• **DATA SUPPLIED**
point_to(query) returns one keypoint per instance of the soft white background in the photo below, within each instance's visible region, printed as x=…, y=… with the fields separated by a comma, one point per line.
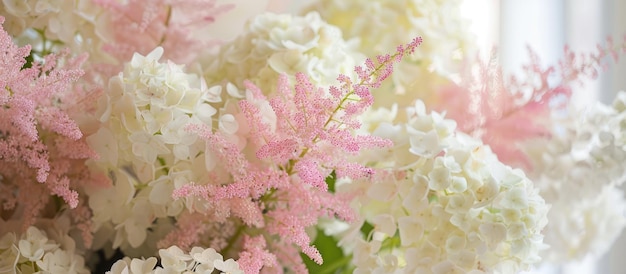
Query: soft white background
x=545, y=25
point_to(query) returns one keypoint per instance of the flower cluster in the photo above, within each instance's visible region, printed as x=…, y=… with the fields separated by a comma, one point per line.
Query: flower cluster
x=34, y=252
x=580, y=170
x=129, y=130
x=446, y=41
x=174, y=260
x=143, y=144
x=446, y=205
x=274, y=44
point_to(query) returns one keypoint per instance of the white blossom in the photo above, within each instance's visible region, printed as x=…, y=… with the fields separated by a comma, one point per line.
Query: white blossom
x=455, y=209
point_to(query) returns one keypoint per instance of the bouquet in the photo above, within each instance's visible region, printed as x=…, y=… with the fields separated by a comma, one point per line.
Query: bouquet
x=135, y=140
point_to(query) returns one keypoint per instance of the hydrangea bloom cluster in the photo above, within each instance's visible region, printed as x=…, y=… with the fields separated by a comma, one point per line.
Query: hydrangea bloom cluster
x=58, y=21
x=144, y=146
x=175, y=260
x=34, y=252
x=446, y=205
x=298, y=138
x=388, y=23
x=274, y=44
x=579, y=170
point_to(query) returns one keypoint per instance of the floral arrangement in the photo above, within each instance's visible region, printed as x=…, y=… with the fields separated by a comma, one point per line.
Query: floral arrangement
x=134, y=140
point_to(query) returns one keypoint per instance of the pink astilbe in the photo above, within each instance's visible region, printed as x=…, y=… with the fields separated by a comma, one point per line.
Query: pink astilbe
x=504, y=112
x=41, y=150
x=255, y=255
x=277, y=182
x=175, y=25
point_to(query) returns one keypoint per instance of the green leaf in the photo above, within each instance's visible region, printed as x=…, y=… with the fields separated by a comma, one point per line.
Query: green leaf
x=334, y=259
x=366, y=229
x=330, y=181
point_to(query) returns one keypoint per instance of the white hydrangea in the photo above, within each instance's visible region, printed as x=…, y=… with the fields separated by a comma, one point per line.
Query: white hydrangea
x=144, y=145
x=446, y=205
x=34, y=252
x=579, y=170
x=272, y=44
x=381, y=25
x=175, y=260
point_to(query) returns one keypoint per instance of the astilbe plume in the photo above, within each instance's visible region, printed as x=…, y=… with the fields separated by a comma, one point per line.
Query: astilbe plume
x=41, y=147
x=276, y=185
x=504, y=112
x=175, y=25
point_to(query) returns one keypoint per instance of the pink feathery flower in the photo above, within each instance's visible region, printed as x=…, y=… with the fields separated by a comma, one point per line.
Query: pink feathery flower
x=41, y=148
x=175, y=25
x=503, y=113
x=277, y=183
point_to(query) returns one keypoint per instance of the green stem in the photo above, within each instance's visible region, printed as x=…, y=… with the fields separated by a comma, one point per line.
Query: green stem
x=331, y=268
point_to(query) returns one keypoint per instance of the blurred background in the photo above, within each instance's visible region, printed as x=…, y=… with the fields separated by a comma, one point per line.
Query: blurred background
x=546, y=26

• **EXERCISE**
An exact copy of the material above is required, minus its images.

• **WRITTEN RESPONSE**
point_to(query) returns one keypoint per instance of the soft white background in the photo below, within each instance's visible region, printed as x=…, y=… with the fields separated by a comma, one point per line.
Query: soft white background
x=545, y=25
point_to(query) returns one keypoint per instance of the flower cluster in the photo above, within each instance's visible region, printed as x=…, y=… with the fields separated by a comma, one point per line.
Query: flower cluster
x=34, y=252
x=580, y=170
x=129, y=130
x=446, y=41
x=174, y=260
x=143, y=144
x=446, y=205
x=274, y=44
point_to(query) returns one keypoint per instance of the white blossom in the photo above, within each instance's visible region, printed as x=…, y=… with the fields separated by a comma, one point per line.
Query: white blossom
x=455, y=209
point_to(query) returns one keypoint per instance of the bouquet in the photo above, within each instance's visible region, printed as x=…, y=… with the fields separated by a comma, one point per line.
Query: bouquet
x=135, y=140
point_to(query) returns one keypoint per instance of the hydrangea bloom cluster in the photo above, within each instance's visible region, printed as x=…, y=… with the fields separated by a comma, one point per line.
Query: hydrangea bloom cluster
x=58, y=21
x=144, y=146
x=175, y=260
x=34, y=252
x=446, y=205
x=298, y=138
x=388, y=23
x=274, y=44
x=579, y=170
point_to(query) returns one keypoint per instance of the floral arrangement in the photo above, within each instance's visible region, printed as x=…, y=… with the fields separated by a comma, one point per line.
Query: floral arrangement
x=134, y=140
point_to(query) returns one keypoint per instance of the pink astilbe in the photo above, within each instance's visible region, printed as x=…, y=… with the fields separated by a comma, one point per line.
Query: pink astilbe
x=504, y=112
x=41, y=150
x=255, y=255
x=277, y=182
x=175, y=25
point_to(query) returns one keypoint per instance of the green leaf in the photo above, within each instance's visible region, printed as x=…, y=… with the fields separated by a comma, one point per line.
Query: green leaf
x=334, y=259
x=366, y=229
x=330, y=181
point_to(query) returns one keypoint per instance of the white hydrangea in the photo above, within each instance's visible region, printed as x=…, y=… with the fields separated by a comma, one point per line.
Query: white hydrangea
x=144, y=145
x=446, y=205
x=34, y=252
x=579, y=170
x=272, y=44
x=381, y=25
x=175, y=260
point_to(query) returns one keypoint per instance of the astilbe plume in the photo above, within each instance's visible region, printed as x=…, y=… with the fields separated by a comma, one point per line.
Query: astilbe plume
x=41, y=147
x=276, y=185
x=504, y=112
x=175, y=25
point_to(query) returns one keypoint per instance of the pink feathery flower in the photo above, within each instance's visible region, printed as x=…, y=… with the fields separated by a comma, one point per line.
Query: pink feathery flower
x=41, y=148
x=175, y=25
x=503, y=113
x=277, y=183
point_to(query) returns one keypoint per instance of the green stem in the photo above, within each instance's visible region, printed as x=…, y=… with the fields separated by a comma, one point per line.
Query: green stem
x=331, y=268
point_to(query) returns one keypoint per instance of the blurred background in the photo above, within each instance's visible region, printed as x=…, y=… with the fields separated by a comma, one point per line.
Query: blurred background
x=546, y=26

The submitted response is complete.